**Set task:** How many lines in the records below contain the string "grass"? Case counts. Reply with the number only.

**Data supplied:**
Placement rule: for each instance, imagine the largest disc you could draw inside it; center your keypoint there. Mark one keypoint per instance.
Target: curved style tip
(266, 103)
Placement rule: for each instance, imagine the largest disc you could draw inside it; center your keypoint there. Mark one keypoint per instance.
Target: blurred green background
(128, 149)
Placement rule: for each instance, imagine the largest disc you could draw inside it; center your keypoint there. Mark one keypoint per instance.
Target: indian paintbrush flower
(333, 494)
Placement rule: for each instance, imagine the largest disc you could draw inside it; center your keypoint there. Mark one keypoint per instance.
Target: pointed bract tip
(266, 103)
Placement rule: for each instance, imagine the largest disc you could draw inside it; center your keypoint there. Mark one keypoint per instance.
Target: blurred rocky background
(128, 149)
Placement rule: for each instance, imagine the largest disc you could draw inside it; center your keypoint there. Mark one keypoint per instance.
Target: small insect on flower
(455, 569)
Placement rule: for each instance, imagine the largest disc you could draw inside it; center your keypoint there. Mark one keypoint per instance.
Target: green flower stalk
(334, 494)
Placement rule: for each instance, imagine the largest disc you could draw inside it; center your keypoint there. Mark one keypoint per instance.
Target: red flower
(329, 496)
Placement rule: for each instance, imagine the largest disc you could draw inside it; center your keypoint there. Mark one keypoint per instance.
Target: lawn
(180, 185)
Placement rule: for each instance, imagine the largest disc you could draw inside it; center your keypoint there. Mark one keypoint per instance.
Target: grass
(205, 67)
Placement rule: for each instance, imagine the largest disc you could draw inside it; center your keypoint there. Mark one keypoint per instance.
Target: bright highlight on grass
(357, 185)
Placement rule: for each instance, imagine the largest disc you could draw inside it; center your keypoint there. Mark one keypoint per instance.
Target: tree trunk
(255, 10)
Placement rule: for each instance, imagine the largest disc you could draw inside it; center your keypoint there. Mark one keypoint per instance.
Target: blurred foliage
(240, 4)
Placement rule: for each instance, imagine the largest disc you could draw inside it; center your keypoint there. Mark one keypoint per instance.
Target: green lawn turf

**Reply:** 2